*Source data*.

################

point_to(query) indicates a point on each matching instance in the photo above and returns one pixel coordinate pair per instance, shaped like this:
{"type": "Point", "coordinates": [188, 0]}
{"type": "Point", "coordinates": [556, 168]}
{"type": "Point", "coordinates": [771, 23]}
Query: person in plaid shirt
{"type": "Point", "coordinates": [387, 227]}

################

*Directions*.
Exactly as they stand above, retype all of the records.

*Solution*.
point_to(query) indicates a point on each matching instance in the photo above and returns one pixel coordinate pair per instance, shaped like this:
{"type": "Point", "coordinates": [188, 0]}
{"type": "Point", "coordinates": [556, 168]}
{"type": "Point", "coordinates": [771, 23]}
Query: person in plaid shirt
{"type": "Point", "coordinates": [387, 227]}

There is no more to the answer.